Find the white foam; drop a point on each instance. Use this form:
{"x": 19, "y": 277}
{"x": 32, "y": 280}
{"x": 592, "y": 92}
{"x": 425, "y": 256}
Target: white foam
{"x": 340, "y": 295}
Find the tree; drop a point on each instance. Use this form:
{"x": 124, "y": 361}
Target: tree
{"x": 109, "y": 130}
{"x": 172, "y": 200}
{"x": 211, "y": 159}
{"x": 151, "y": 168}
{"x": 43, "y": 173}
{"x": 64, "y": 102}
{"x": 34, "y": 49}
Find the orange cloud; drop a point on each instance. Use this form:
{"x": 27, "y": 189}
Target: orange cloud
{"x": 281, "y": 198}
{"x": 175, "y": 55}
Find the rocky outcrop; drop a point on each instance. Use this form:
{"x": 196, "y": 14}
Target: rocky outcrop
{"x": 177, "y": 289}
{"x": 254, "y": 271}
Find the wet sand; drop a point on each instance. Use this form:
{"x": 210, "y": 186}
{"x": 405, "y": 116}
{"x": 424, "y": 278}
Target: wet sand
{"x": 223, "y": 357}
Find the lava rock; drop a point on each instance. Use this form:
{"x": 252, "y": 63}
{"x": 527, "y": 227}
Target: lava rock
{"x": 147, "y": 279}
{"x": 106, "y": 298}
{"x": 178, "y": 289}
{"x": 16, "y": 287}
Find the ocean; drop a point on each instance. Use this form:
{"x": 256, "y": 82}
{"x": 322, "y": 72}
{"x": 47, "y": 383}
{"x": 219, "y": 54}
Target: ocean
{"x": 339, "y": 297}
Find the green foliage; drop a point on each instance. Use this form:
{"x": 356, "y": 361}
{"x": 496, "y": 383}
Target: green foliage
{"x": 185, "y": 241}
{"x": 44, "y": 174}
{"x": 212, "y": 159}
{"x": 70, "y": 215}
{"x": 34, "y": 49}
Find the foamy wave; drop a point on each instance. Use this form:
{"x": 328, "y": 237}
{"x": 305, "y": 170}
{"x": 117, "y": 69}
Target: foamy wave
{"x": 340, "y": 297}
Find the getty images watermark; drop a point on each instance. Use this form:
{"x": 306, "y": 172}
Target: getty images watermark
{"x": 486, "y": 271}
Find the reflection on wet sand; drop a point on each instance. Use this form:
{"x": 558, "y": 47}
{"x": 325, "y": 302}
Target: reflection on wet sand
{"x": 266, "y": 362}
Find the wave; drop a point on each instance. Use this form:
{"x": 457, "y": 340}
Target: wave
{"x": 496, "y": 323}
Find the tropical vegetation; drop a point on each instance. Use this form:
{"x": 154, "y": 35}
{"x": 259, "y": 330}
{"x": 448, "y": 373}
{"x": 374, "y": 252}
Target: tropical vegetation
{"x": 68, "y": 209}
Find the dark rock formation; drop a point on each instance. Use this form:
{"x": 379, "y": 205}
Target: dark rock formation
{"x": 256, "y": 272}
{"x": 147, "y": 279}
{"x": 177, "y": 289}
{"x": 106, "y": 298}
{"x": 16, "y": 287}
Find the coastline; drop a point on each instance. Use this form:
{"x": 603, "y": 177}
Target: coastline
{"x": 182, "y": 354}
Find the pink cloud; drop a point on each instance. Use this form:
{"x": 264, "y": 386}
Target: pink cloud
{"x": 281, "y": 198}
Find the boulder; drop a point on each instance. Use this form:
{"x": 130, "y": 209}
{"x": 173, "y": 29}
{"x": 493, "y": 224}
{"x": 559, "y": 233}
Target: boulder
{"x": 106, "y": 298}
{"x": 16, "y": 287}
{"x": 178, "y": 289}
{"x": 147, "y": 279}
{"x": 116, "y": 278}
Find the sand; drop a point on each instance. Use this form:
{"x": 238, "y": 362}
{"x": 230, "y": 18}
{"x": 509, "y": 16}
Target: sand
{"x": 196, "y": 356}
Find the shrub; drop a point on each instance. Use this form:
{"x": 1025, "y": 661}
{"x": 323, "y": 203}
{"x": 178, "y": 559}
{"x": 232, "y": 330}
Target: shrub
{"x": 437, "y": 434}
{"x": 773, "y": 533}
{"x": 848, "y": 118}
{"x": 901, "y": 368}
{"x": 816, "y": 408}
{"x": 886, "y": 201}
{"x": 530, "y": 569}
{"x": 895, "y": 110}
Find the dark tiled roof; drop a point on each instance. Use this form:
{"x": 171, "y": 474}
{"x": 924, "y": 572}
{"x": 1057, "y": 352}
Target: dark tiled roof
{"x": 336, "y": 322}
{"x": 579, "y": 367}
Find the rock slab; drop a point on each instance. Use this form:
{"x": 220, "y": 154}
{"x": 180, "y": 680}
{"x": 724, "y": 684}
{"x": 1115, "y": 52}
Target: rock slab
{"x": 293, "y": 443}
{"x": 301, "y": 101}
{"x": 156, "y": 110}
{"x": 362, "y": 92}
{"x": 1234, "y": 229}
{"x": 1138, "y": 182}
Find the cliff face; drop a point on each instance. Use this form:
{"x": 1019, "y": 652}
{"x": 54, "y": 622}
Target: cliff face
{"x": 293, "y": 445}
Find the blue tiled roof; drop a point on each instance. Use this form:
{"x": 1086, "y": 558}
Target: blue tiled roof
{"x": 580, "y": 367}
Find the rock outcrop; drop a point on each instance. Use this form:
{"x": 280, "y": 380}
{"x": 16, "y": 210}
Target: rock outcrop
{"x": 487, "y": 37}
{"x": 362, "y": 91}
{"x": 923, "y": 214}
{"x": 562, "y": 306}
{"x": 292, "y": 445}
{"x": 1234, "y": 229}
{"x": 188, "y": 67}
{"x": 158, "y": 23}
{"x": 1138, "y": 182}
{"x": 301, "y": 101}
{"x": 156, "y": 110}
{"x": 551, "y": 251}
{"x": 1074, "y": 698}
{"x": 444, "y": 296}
§ §
Task instructions -> Among the entries above, the line containing "Target: foamy wave", the line containing "Find the wave;", and all lines between them are to be restated word for word; nothing else belongs in the reply.

The completed task ->
Target: foamy wave
{"x": 340, "y": 297}
Find the getty images watermark; drop a point on each instance. Use this form:
{"x": 306, "y": 172}
Target: getty images watermark
{"x": 486, "y": 271}
Find the reflection on wet sand; drop a point on each instance. Use this form:
{"x": 558, "y": 47}
{"x": 325, "y": 302}
Target: reflection on wet sand
{"x": 266, "y": 362}
Find the wave; drop a point on each instance. Use this form:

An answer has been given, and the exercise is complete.